▶ _TASK STATEMENT_: Send back the entries exactly as they were given.

◆ ◆ ◆ ◆ ◆

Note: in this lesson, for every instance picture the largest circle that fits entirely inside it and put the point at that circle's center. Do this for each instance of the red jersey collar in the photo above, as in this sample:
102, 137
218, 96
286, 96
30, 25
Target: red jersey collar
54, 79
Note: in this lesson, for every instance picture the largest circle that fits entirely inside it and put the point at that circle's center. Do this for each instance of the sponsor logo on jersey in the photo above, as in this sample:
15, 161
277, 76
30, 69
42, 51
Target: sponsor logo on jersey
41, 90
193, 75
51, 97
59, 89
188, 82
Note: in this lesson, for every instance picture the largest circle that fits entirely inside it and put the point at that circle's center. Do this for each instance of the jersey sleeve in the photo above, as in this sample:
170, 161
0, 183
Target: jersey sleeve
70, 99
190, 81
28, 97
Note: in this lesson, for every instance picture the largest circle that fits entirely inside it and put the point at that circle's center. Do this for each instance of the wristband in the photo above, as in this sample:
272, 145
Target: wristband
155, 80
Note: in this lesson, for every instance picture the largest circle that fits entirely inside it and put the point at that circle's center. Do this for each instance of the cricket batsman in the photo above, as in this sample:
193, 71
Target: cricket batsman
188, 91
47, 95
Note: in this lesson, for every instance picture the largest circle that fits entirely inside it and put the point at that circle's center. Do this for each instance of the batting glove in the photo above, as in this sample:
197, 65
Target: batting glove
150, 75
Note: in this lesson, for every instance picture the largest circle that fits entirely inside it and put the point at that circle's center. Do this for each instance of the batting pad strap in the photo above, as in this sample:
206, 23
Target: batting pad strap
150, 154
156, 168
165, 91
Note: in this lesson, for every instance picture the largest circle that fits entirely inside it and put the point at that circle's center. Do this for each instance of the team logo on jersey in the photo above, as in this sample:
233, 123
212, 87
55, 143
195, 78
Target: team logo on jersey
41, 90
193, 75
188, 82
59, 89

◆ ◆ ◆ ◆ ◆

▶ _SOLUTION TO THE EXERCISE_:
Note: in this lesson, for every instance picture the largest circle that fits entirely inside it and put the point at that circle's center. Do this for each instance of the red jersey collar in the photo above, as in this sample:
102, 137
218, 96
286, 96
30, 25
Target: red jersey collar
54, 79
Note: in this lesson, for every instance picture the largest circle that fits entirely inside it and put the point at that circle's center. Do this for each instance of the sponsor logo on jersey in the photo above, as in this sample:
15, 161
277, 76
30, 69
42, 51
Target: sponsor logo on jersey
41, 90
193, 75
51, 97
59, 89
188, 82
Note: in this lesson, for every instance picture the largest circle that fits entirely inside it and put the point at that circle's center. Do this for each instance of the jersey sleeve in the photo above, as in this sample:
170, 161
0, 183
Target: jersey sleeve
70, 99
190, 81
28, 97
Note: in this lesson, for every instance picture the largest circle that fits entirely inside it and put the point at that circle's center. Do this for each instance of the wristband in the photo above, as in this sample:
272, 145
Target: wristband
155, 80
Note: in this lesson, for every instance picture the largest circle that fits entirely inside it and put the point at that circle's center. Do this for each instance of the cricket batsman in the photo above, as in this sample:
193, 71
Target: cricket batsman
188, 91
47, 95
Note: in this lesson, for every instance picture the largest circle that fits entirely inside it and put the point at that circle's center. Do this for each instance of the batting glove in the photo above, as in this sample:
197, 65
Target: batting glove
150, 75
Note: in this lesson, for every instance picture the largest circle that fits entirely inside it and put the point at that circle's center. Do this for each instance of the batting pad strap in the photo above, as in this sample:
206, 23
Target: batting pad strap
150, 154
156, 168
165, 91
Note: in this lesson, for every instance picture the largest circle that fits entirely inside it and put the point at that circle's center. Do this for each instance of the team logo on jersey in the photo above, as in this sample:
233, 123
212, 87
55, 143
195, 78
Target: team logo on jersey
41, 90
193, 75
188, 82
59, 89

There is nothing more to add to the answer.